## OBJECTIF DU TRAVAIL:
Poursuivez le texte sur les écoles bâties dans le village natal de Cheikh, juste après sa dernière phrase.

***** TEXTE FOURNI

OK... je n'étais pas prête. C'est maintenant le jour suivant. J'essaie à nouveau.
Où dois-je commencer ?
Il y a plusieurs années, notre ami Cheikh nous a fait savoir qu'il essayait de construire une école
dans son village natal. Il nous a dit qu'il avait été inspiré en nous voyant, année après année,
aider Maison de la Gare à aider les talibés. Beaucoup d’enfants talibés mendiants de Saint-Louis
viennent de son village et de sa région, Mbaye Aw. Il n'y avait pas d'écoles là-bas. Les parents
estimaient donc que leur seul espoir d'éducation pour leurs fils était de les envoyer aux daaras
des grandes villes pour apprendre le Coran. Construire une école peut changer les choses, a-t-il
pensé. Et il a commencé à économiser grâce à ses longues journées de travail comme cordonnier au
coin de la rue.
Quand nous l'avons appris, nous avons commencé à l'aider. La première école
a été construite.
Puis, c'est devenu un programme de Maison de la Gare, un moyen de garder les garçons dans leurs
villages natals pour qu'ils ne deviennent pas des talibés mendiants dans les grandes villes. Et
un moyen de secourir les garçons de la région qui mendiaient déjà dans les rues. Après plusieurs
années d'économies, d'autres écoles ont été construites.

**********
***** INFORMATIONS AFFICHÉES

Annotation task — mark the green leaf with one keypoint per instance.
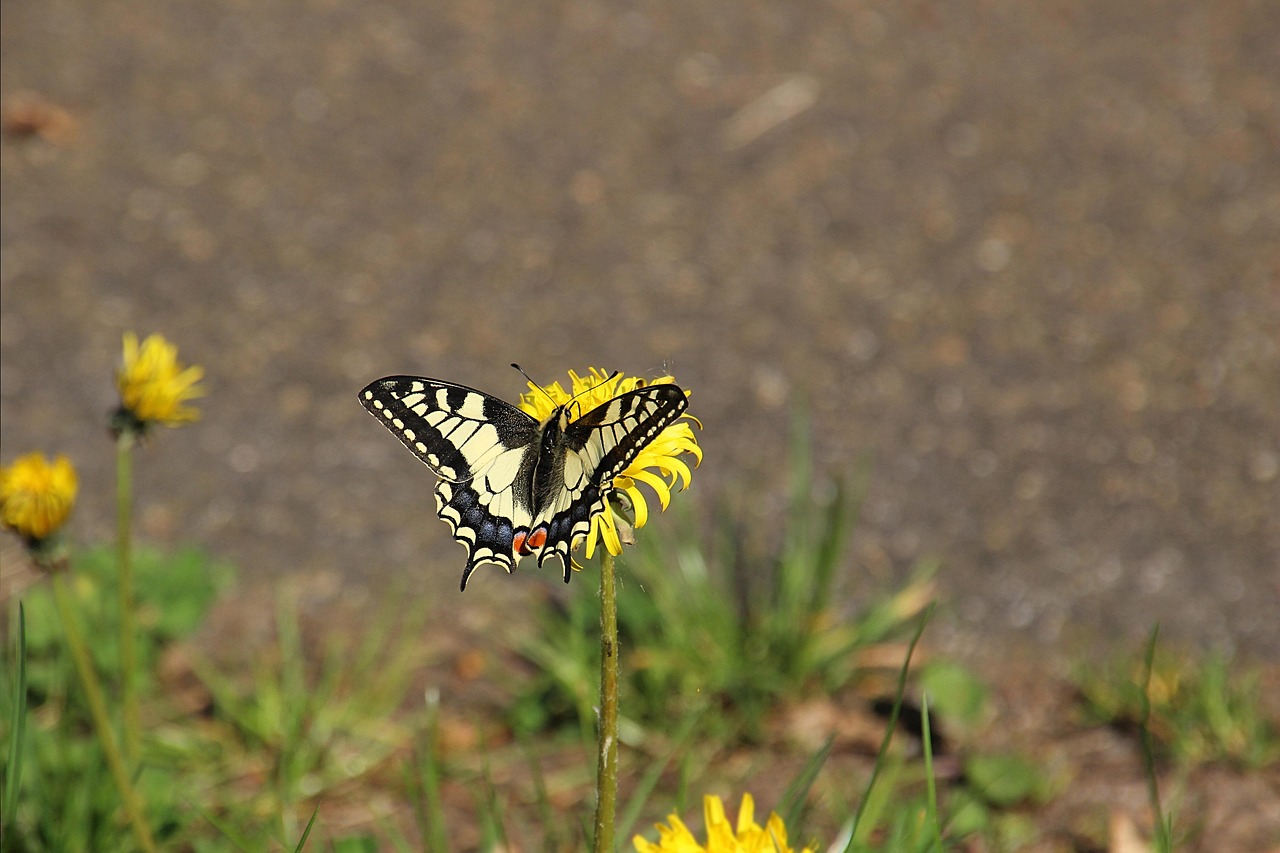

**********

## RÉPONSE PROPOSÉE:
Lors de notre visite il y a plusieurs années, nous avons vu les écoles en action, et rencontré les
talibés qui étaient revenus de la mendicité forcée dans les rues et les filles qui allaient à l'école
pour la toute première fois parce que c'était désormais possible pour elles.
Voici notre rapport de cette
première visite.
Grâce à cette visite, nous avons pu mieux comprendre à quel point le fait d'envoyer les garçons
devenir des talibés dénature la vie de ceux qui restent. De nombreuses jeunes filles ne voient pas
d'autre alternative à leur vie que d'être mariées à un homme plus âgé, souvent en tant que deuxième
ou troisième épouse.
Les garçons reviennent rarement après avoir vécu de nombreuses années dans
les grandes villes, de sorte que les filles et leurs familles ne voient guère d'autres
options pour elles.
Au cours de l'année 2022, 204 garçons et 131 filles ont suivi des cours réguliers dans les six
écoles établies sous ce projet dans la région de Mbaye Aw. Trois enseignants et deux volontaires
enseignent aux enfants. Plusieurs de ces garçons étaient auparavant des talibés mendiants à
Saint-Louis et ailleurs et sont rentrés chez eux pour aller à l'école.
Cette année, 65 élèves des écoles de Mbaye Aw sont dans la ville de Dahra Djolof pour passer leurs
examens de différents niveaux, 34 garçons et 31 filles. Douze de ces garçons étaient auparavant
des talibés mendiants. C'est une réussite incroyable. Presque impossible ! Des centaines
d'enfants, dont des filles, sont scolarisés.
Mais, bien sûr, chaque succès ouvre une autre boîte de pandore, et conduit à beaucoup plus à faire.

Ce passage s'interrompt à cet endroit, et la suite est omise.